Closed marisalim closed 5 years ago
Canu defaults to the longest 40x for assembly (each contig can be a different coverage than this) but it also keeps low coverage variants that aren't represented by the longest 40x.
Normally you don't need to do any filtering post assembly. However, amplicons aren't really assemblies so Canu tends to keep too much data. Case in point, it seems like you have over 5000x coverage. You have one 651bp contig with 5000x, the rest all have <30x. I expect the 5000x coverage contig is the one you want to analyze, the rest probably represent off-target or artifacts in the data. Canu won't collapse these into the main contig if they are sufficiently different.
I'm not sure what you mean by "Why do reads for a single species map to multiple contigs instead of just one?"
Thanks for the fast reply!
For other samples in my dataset, the contig coverage values are <20x. With samples that start with very few reads, Canu gives me a warning message saying that coverage is too low to do assembly. In other cases (as below), Canu runs without errors, yet none of the contigs are >=40x coverage. I'm still puzzled by the <40x coverage contigs - are these all artifactual contigs? They're not all off-target, as most of these contigs blast to the correct species and gene. I'd appreciate any suggestions for parameter defaults I could adjust to work better with amplicon data!

Work to complete:
1: Answer these from the Canu forum thread:
(a) What coverage does Canu default to for assembly?
(b) How long is the contig reported to have about 5000x coverage?
(c) What does Canu report for samples that start with very few reads?
2: Write the next part of the Canu forum thread, starting after its final sentence.
The records that come after this point are separate material, unrelated to the thread above.

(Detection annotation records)
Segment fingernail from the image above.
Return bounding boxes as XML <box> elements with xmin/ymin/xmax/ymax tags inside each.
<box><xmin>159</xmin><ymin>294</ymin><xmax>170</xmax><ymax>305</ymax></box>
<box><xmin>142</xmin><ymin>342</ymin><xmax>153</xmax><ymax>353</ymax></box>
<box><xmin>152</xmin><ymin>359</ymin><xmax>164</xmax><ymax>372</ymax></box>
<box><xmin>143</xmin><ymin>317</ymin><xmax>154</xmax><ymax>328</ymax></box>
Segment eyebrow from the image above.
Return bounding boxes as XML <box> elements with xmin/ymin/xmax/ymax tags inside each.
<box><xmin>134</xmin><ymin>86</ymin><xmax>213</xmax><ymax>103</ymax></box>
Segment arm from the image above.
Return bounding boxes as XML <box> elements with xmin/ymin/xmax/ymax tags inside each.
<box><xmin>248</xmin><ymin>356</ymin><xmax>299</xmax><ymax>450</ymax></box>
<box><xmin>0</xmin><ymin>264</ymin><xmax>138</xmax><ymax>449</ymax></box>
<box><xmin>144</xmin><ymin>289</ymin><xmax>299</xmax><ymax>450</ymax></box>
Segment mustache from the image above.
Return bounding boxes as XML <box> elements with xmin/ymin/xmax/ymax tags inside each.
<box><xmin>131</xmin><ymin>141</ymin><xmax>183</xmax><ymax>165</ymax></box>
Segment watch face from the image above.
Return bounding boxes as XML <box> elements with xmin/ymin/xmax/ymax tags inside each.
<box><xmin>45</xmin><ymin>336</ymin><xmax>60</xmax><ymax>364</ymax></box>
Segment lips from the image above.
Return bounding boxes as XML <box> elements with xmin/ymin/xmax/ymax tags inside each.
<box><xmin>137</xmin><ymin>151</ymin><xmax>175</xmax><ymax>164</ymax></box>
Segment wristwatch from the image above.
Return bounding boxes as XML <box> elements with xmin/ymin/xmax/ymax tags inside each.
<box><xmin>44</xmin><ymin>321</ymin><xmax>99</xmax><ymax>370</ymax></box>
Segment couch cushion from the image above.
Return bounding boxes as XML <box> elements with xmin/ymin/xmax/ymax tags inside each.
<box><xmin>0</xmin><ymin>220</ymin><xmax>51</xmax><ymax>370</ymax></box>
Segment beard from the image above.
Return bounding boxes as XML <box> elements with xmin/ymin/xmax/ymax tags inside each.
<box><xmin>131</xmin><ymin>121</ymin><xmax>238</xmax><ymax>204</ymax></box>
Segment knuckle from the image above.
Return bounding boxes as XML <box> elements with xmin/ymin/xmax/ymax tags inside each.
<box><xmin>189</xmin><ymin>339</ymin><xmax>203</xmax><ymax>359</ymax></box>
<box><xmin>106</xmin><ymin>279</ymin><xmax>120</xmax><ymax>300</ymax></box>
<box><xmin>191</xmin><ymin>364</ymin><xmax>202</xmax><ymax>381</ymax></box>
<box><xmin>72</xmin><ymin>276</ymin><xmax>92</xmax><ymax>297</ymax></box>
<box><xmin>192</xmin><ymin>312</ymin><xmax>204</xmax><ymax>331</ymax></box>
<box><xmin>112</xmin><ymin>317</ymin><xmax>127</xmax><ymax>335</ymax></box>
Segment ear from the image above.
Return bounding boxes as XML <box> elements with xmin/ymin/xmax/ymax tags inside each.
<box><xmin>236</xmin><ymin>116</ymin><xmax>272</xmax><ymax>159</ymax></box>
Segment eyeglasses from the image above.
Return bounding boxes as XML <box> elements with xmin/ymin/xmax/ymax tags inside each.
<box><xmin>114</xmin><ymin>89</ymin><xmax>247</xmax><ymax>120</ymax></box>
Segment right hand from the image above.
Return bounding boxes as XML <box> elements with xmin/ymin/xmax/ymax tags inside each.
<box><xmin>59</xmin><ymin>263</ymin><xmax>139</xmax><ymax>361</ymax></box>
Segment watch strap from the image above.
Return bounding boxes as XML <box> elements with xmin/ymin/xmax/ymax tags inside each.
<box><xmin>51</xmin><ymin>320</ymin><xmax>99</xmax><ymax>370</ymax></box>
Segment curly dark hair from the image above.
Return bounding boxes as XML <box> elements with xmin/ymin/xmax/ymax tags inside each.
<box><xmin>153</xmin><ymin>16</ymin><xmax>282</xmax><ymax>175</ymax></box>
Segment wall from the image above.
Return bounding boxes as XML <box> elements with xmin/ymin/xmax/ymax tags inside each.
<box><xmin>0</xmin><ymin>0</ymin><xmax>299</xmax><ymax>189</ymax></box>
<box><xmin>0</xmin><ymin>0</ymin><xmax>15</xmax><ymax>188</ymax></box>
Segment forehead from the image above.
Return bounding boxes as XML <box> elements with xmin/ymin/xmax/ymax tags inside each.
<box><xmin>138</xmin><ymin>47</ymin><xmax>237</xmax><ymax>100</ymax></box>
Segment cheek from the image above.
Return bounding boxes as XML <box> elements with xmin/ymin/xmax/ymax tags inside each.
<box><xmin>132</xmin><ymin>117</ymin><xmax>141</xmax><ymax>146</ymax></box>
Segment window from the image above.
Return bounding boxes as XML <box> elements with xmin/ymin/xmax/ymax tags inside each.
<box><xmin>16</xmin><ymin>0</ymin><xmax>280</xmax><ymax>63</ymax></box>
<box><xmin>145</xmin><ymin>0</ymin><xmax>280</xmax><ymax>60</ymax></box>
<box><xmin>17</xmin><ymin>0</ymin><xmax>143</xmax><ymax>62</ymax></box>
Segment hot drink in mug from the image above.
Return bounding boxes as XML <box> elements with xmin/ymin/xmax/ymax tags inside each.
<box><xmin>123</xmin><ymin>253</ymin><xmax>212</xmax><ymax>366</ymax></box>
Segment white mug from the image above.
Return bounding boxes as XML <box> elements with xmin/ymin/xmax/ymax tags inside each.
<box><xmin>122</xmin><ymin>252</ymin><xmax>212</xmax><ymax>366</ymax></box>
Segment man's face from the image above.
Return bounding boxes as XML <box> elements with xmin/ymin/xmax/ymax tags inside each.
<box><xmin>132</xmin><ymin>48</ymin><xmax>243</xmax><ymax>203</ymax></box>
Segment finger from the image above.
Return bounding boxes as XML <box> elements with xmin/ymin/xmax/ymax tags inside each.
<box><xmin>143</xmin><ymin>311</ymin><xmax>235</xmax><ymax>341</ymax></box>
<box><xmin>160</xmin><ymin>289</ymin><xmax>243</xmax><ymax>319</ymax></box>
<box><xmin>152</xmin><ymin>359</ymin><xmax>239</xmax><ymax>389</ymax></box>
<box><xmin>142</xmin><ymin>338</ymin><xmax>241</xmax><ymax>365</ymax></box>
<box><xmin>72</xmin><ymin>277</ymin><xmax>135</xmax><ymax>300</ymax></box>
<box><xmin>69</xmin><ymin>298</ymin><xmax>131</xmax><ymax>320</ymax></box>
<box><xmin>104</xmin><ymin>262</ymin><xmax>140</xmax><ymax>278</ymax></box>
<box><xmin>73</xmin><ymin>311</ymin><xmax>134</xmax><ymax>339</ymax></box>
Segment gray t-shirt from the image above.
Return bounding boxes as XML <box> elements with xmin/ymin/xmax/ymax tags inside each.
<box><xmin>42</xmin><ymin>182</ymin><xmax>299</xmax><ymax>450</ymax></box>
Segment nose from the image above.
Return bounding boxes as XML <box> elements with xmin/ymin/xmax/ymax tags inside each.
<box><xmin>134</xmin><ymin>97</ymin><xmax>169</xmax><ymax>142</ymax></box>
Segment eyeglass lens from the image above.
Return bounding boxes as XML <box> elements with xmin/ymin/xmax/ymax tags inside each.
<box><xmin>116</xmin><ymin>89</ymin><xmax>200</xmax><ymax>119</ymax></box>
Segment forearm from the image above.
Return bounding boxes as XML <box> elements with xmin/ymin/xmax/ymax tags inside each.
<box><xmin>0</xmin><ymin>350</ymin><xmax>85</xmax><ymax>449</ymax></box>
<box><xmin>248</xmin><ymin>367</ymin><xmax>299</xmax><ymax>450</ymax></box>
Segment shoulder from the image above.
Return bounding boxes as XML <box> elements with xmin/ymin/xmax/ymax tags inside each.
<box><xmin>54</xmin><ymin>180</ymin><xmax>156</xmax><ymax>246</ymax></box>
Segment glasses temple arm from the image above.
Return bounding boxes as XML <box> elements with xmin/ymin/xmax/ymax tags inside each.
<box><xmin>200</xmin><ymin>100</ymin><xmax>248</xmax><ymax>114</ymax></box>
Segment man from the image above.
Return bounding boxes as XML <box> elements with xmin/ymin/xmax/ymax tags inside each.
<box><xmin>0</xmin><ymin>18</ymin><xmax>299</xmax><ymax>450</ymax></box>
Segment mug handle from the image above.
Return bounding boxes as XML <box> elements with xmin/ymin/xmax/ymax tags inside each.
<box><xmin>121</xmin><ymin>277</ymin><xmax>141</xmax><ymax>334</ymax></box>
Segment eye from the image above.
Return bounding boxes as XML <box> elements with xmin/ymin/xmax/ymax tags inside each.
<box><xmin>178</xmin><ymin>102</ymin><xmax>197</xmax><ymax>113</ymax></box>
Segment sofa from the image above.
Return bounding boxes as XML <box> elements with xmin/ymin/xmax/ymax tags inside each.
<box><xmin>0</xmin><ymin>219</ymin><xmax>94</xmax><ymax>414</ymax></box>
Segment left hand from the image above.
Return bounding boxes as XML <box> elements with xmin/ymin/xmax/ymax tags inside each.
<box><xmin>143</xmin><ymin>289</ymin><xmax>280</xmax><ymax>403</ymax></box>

==

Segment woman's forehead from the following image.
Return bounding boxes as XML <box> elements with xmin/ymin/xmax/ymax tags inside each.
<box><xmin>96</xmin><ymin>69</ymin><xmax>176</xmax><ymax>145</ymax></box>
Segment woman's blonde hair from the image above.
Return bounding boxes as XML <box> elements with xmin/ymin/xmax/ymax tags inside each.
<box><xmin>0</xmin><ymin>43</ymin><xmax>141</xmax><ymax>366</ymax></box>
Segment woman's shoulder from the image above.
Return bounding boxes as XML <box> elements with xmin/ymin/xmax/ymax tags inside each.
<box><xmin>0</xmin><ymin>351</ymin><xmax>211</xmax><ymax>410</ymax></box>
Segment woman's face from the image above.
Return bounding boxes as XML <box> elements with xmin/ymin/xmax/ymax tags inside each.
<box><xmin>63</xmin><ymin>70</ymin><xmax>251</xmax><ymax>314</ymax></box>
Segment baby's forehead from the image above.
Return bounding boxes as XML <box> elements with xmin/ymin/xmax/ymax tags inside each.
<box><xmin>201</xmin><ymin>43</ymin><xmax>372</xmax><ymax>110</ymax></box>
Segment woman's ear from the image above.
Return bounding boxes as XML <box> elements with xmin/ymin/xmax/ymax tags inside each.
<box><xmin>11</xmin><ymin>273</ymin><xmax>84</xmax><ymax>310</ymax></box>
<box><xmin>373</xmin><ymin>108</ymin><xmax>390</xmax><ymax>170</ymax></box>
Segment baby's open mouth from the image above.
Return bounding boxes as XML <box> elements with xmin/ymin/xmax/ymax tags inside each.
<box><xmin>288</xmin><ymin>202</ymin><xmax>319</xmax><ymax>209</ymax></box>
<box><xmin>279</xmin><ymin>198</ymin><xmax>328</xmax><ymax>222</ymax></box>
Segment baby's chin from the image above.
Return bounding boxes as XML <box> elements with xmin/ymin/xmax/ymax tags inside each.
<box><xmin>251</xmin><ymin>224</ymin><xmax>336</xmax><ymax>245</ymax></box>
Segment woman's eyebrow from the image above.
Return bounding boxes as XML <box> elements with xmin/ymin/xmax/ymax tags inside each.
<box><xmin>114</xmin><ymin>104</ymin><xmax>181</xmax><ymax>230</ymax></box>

Answers to the exercise:
1:
(a) The longest 40x.
(b) 651bp.
(c) A warning message saying that coverage is too low to do assembly.

2:
tigLen | coordType | covStat | coverage | tigClass | sugRept | sugCirc | numChildren |
---|---|---|---|---|---|---|---|
616 | ungapped | 3918.02 | 18.38 | contig | no | no | 25 |
551 | ungapped | 2631.54 | 7.07 | contig | no | no | 12 |
383 | ungapped | 550.88 | 5.48 | contig | no | no | 6 |
586 | ungapped | 2677.88 | 3.69 | contig | no | no | 6 |
596 | ungapped | 2605.58 | 3.33 | contig | no | no | 6 |
523 | ungapped | 1569.88 | 3.48 | contig | no | no | 5 |
554 | ungapped | 2244.74 | 3.1 | contig | no | no | 5 |
655 | ungapped | 269.07 | 3.93 | contig | no | no | 4 |
602 | ungapped | 329.32 | 3.9 | contig | no | no | 4 |
590 | ungapped | 2010.44 | 3.44 | contig | no | no | 4 |
342 | ungapped | 1040.33 | 3.24 | contig | no | no | 4 |
353 | ungapped | 895.72 | 3.11 | contig | no | no | 4 |
368 | ungapped | 1462.12 | 2.79 | contig | no | no | 4 |
528 | ungapped | 1666.98 | 2.68 | contig | no | no | 4 |
520 | ungapped | 2010.44 | 2.66 | contig | no | no | 4 |
Also, does the numChildren number of reads represent the depth or breadth of coverage along the contig? From this discussion, I am assuming that the 'coverage' column is indeed average depth of coverage. Just want to be extra sure I'm interpreting the outputs correctly!
For my question about the multiple contigs - in the contig table from my 1st post, 9 of the 13 contigs blast to one species (this includes the very high coverage contig). I am wondering why the reads that make up these 9 contigs don't get thrown into a single contig. Based on your answer to my other question, it seems that these contigs are sufficiently different (even though they blast to the same species) so Canu will not collapse them into a single contig. Is this right?
Thanks again!
Canu will make contigs from as little as a single read so the coverage doesn't have to be 40x before it makes an assembly. How much input coverage (raw and corrected) do you have for the datasets where you end up with all coverage <20x? Numchildren is the number of reads in the contig.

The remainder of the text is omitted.